What to work on ▸ Take the line that has "Question. Indicate one point for each instance of the sky" in it and every line after it to the end of the entries, and reproduce them exactly.

· · · ·

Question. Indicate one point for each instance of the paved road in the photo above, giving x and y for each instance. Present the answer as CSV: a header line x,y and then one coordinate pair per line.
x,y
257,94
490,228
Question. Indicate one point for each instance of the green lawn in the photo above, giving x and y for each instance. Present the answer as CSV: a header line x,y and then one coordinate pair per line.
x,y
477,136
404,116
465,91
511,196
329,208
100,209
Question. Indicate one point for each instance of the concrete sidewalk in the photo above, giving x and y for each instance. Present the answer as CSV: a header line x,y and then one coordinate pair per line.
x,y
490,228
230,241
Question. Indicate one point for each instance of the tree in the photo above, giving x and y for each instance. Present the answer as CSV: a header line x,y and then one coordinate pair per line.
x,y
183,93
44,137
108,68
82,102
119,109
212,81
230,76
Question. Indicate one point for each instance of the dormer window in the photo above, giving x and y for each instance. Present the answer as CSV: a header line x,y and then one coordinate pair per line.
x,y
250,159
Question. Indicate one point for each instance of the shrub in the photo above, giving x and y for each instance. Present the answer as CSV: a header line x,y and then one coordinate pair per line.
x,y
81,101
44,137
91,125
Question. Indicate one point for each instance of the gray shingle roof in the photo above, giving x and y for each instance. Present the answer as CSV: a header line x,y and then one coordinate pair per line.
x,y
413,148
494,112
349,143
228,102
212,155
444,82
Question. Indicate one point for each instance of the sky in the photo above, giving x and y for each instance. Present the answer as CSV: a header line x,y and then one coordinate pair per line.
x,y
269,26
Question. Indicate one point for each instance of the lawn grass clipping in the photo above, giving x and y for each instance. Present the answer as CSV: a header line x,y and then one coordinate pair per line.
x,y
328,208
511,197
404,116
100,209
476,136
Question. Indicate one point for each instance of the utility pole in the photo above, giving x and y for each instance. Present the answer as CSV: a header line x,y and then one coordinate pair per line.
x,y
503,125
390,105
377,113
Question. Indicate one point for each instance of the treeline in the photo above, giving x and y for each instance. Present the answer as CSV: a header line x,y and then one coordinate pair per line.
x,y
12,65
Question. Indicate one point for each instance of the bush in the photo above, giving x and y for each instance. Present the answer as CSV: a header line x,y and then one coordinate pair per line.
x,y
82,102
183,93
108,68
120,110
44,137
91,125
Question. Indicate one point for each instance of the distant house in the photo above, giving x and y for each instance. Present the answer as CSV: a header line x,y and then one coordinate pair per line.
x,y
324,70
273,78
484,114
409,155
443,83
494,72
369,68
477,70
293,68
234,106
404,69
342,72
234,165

· · · ·

The reply ▸
Question. Indicate one point for each instance of the sky in the photo above, giving x and y for each instance. Present the answer as CSV: a header line x,y and then one coordinate pair per line.
x,y
269,26
Question. Indicate one point for each instance of the lawn grass clipping in the photo above, giving x and y for each instance. Present the answer as CSV: a header line x,y and then one coordinate pair per line.
x,y
328,208
511,197
404,116
100,209
476,136
Question. Indicate one point for each instance of the utility pole in the photo above, giving x and y for each instance. Present the answer as CSV: a header line x,y and then one coordinate pair per line.
x,y
503,125
390,105
377,113
Question. Indicate one point for each instance of the treeline in the photo above, giving x and y for each instance. Present the answer as CSV: a header line x,y and then one coordinate pair per line.
x,y
12,65
Question. Indicate one point for each instance of the bush in the photo above, giving x and y for each instance. Present the answer as CSV: a header line x,y and then one coordinate pair per line.
x,y
82,102
183,93
108,68
120,110
44,137
91,125
Question. Indicate one point for each instance of the distant house in the photo above, giving x and y for each instance. Present the answer as CSV: a header line x,y and then one coordinate pair per line.
x,y
324,70
273,78
484,114
409,155
443,83
494,72
369,68
477,70
293,68
234,106
404,69
342,72
234,165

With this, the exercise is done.